* **ACTIVITY**
Provide a verbatim copy of the data below.

-- PROVIDED DATA follows --

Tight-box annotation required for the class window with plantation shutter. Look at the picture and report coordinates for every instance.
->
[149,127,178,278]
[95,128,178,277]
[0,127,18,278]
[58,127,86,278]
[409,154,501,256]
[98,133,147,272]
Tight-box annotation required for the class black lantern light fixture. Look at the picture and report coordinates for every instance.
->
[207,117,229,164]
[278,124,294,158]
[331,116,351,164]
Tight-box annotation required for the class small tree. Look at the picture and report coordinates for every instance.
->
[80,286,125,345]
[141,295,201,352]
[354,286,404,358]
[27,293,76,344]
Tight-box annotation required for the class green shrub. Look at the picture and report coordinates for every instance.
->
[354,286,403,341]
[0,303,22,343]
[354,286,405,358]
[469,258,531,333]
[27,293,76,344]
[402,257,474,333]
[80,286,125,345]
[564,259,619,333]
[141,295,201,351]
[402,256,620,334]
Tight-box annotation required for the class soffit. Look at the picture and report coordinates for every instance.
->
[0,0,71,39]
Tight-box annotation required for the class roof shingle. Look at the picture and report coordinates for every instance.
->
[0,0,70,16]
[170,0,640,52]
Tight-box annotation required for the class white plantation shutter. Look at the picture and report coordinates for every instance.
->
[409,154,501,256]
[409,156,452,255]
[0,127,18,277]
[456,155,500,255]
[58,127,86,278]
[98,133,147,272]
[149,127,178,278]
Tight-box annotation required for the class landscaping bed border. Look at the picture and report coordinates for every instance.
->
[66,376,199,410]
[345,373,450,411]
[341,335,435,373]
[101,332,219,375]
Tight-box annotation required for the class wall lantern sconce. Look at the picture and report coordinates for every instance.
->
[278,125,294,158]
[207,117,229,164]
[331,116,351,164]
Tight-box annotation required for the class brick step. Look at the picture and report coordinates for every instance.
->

-- PROVIDED DATA concluded --

* **WRITTEN SOLUTION**
Tight-box annotation required for the class window with plantation shutter. Look at the picture and report coordinates for every instance.
->
[149,127,178,278]
[95,128,178,277]
[0,127,18,278]
[58,127,86,278]
[409,154,501,256]
[98,133,147,272]
Tight-box annotation required for the class black lantern light fixture. Look at the picture and report coordinates for every instance.
->
[207,117,229,164]
[278,124,294,158]
[331,116,351,164]
Tight-box annotation required for the class small tree. Look at the picture and report coordinates for every instance.
->
[80,286,125,345]
[141,295,201,352]
[354,286,404,358]
[27,293,76,344]
Tight-box annotation required for the class green shrub. Look at the picture and report coordinates for every instance.
->
[354,286,403,341]
[0,303,22,343]
[354,286,405,358]
[469,258,531,333]
[27,293,76,344]
[402,257,474,333]
[80,286,125,345]
[564,259,619,333]
[141,295,201,351]
[402,256,620,334]
Tight-box annotation required for the class soffit. Look at the picture and report coordinates for every instance.
->
[0,0,71,39]
Tight-box annotation required for the class roof shingle. Look at the picture and report coordinates for every instance.
->
[0,0,70,16]
[170,0,640,52]
Tight-box annotation required for the class white plantation shutter. Look at the picture and report coordinates for every instance.
->
[409,154,501,256]
[409,156,452,255]
[0,127,18,277]
[456,155,500,255]
[58,127,86,278]
[98,133,147,272]
[149,127,178,278]
Tight-box annotation required for the class landscaping bed border. Look at the picture and report coordinates for every instance.
->
[66,376,199,410]
[345,373,450,411]
[341,335,435,373]
[101,332,219,375]
Tight-box annotation required for the class wall lantern sconce. Look at the picture and report coordinates for every instance.
->
[278,125,294,158]
[207,117,229,164]
[331,116,351,164]
Tight-box annotation required for the class brick step. Look at the picture and report coordinates for every instance.
->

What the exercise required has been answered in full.